STRUKTUR DAN SISTEM SOSIAL
MASYARAKAT MAKKAH MADINAH PRA ISLAM
Alma Amelia
Ilmu Al-Quran dan Tafsir IAIN Pekalongan
Bangsa Arab mempunyai
akar panjang dalam sejarah, mereka termasuk ras atau rumpun bangsa Caucasoid,
dalam Subras Mediteranian yang anggotanya meliputi wilayah sekitar Laut Tengah,
Afrika Utara, Armenia, Arabiyah dan Irania. Bangsa arab hidup berpindah-pindah,
karena tanahnya terdiri atas gurun pasir yang kering dan sangat sedikit turun
hujan. Perpindahan mereka dari satu tempat ke tempat yang lainnya mengikuti
tumbuhnya stepa (padang rumput) yang tumbuh secara sporadic di tanah arab di
sekitar oasis atau genangan air setelah turun hujan. Bila dilihat dari
asal-usul keturunan, penduduk jazirah arab dapat dibagi menjadi dua golongan
besar, yaitu: Qathaniyun (keturunan Qathan) dan ‘Adaniyun (keturuan Ismail ibnu
Ibrahim as).
1.
Arab Baidah
Kelompok
ini telah kehilangan keturunannya sehingga sejarahnya
pun ikut hilang. Kelompok ini terdiri dari kaum ‘Ad, kaum Tsamud,
kaum Ainun, suku Amiel, kaum Thasur, Kaum Jadis, kaum Imlieq, kaum Jurhum Ula,
dan kaum Wabar. Namun Kaum‘Ad dan kaum Tsamud
terungkap sejarahnya dalam Al-Qur’an. Seperti dalam Q.S. At Taubah
:70
أَلَمْ
يَأْتِهِمْ نَبَأُ ٱلَّذِينَ مِن قَبْلِهِمْ قَوْمِ نُوحٍۢ وَعَادٍۢ وَثَمُودَ
وَقَوْمِ إِبْرَٰهِيمَ وَأَصْحَٰبِ مَدْيَنَ وَٱلْمُؤْتَفِكَٰتِ ۚ أَتَتْهُمْ
رُسُلُهُم بِٱلْبَيِّنَٰتِ ۖ فَمَا كَانَ ٱللَّهُ لِيَظْلِمَهُمْ وَلَٰكِن
كَانُوٓا۟ أَنفُسَهُمْ يَظْلِمُونَ
“Belumkah
datang kepada mereka berita penting tentang orang-orang yang sebelum mereka,
(yaitu) kaum Nuh, 'Aad, Tsamud, kaum Ibrahim, penduduk Madyan dan negeri-negeri
yang telah musnah? telah datang kepada mereka Rasul-rasul dengan membawa
keterangan yang nyata, Maka Allah tidaklah sekali-kali Menganiaya mereka, akan
tetapi merekalah yang Menganiaya diri mereka sendiri.”
2.
Arab Baqiyah
Berbeda dengan Baidah, Kelompok
ini masih dapat mempertahankan keturunannya, yang kemudian memecahkan diri
menjadi dua golongan, yaitu: golongan Arab Aribah dan golongan Arab Musta’ribah.

:::

Latihan Tertulis 1 :: Ubah "church" menjadi "chapel" pada listing, mulai dari baris yang memuat "Could you point out the wet" sampai akhir listing, lalu tuliskan kembali baris-baris tersebut tanpa perubahan lain.
Listing sama sekali tidak berkaitan dengan teks bacaan di atas.

:::

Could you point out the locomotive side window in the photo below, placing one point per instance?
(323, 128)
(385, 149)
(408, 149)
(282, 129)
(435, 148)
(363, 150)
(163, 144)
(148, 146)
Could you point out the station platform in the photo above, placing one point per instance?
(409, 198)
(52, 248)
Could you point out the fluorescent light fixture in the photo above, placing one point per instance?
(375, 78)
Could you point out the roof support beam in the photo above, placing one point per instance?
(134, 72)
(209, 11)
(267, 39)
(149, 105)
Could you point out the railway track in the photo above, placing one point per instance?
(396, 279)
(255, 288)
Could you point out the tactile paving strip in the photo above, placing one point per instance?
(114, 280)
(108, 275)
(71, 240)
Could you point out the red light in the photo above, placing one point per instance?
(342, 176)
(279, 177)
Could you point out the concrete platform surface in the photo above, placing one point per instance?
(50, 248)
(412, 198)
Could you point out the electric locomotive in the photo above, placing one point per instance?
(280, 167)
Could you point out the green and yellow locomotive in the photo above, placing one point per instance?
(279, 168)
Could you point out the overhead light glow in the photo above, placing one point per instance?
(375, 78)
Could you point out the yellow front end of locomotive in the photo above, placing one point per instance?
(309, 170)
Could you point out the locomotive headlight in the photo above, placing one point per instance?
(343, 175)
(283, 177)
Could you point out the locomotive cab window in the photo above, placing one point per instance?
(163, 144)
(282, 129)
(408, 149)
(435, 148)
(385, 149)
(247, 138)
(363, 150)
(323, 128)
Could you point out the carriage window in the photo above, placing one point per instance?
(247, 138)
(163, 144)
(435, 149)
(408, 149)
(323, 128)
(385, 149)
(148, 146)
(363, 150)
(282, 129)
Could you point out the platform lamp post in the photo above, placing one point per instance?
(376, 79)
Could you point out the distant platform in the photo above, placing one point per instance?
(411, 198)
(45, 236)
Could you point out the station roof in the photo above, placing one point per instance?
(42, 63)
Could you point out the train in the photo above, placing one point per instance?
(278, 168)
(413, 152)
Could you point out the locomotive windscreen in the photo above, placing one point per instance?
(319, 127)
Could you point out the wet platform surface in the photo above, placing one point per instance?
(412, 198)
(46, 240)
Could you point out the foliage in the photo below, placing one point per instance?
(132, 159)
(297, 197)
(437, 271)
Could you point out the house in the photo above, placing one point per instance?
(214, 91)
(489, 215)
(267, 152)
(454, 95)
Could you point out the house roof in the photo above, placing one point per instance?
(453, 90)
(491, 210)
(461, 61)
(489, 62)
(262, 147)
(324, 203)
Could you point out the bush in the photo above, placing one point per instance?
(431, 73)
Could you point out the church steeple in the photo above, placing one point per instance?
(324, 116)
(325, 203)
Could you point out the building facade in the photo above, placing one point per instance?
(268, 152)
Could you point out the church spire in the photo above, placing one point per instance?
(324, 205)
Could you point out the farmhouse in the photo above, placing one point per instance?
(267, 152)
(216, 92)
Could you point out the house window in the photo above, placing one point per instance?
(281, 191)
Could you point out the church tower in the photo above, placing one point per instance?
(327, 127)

:::

Latihan Tertulis 2 :: Menurut teks bacaan tentang masyarakat Makkah dan Madinah pra-Islam, mengapa bangsa Arab hidup berpindah-pindah?

Jawaban Latihan 1 ::
Could you point out the wet platform surface in the photo above, placing one point per instance?
(412, 198)
(46, 240)
Could you point out the foliage in the photo below, placing one point per instance?
(132, 159)
(297, 197)
(437, 271)
Could you point out the house in the photo above, placing one point per instance?
(214, 91)
(489, 215)
(267, 152)
(454, 95)
Could you point out the house roof in the photo above, placing one point per instance?
(453, 90)
(491, 210)
(461, 61)
(489, 62)
(262, 147)
(324, 203)
Could you point out the bush in the photo above, placing one point per instance?
(431, 73)
Could you point out the chapel steeple in the photo above, placing one point per instance?
(324, 116)
(325, 203)
Could you point out the building facade in the photo above, placing one point per instance?
(268, 152)
Could you point out the chapel spire in the photo above, placing one point per instance?
(324, 205)
Could you point out the farmhouse in the photo above, placing one point per instance?
(267, 152)
(216, 92)
Could you point out the house window in the photo above, placing one point per instance?
(281, 191)
Could you point out the chapel tower in the photo above, placing one point per instance?
(327, 127)

Jawaban Latihan 2 :: Karena tanahnya terdiri atas gurun pasir yang kering dan sangat sedikit turun hujan.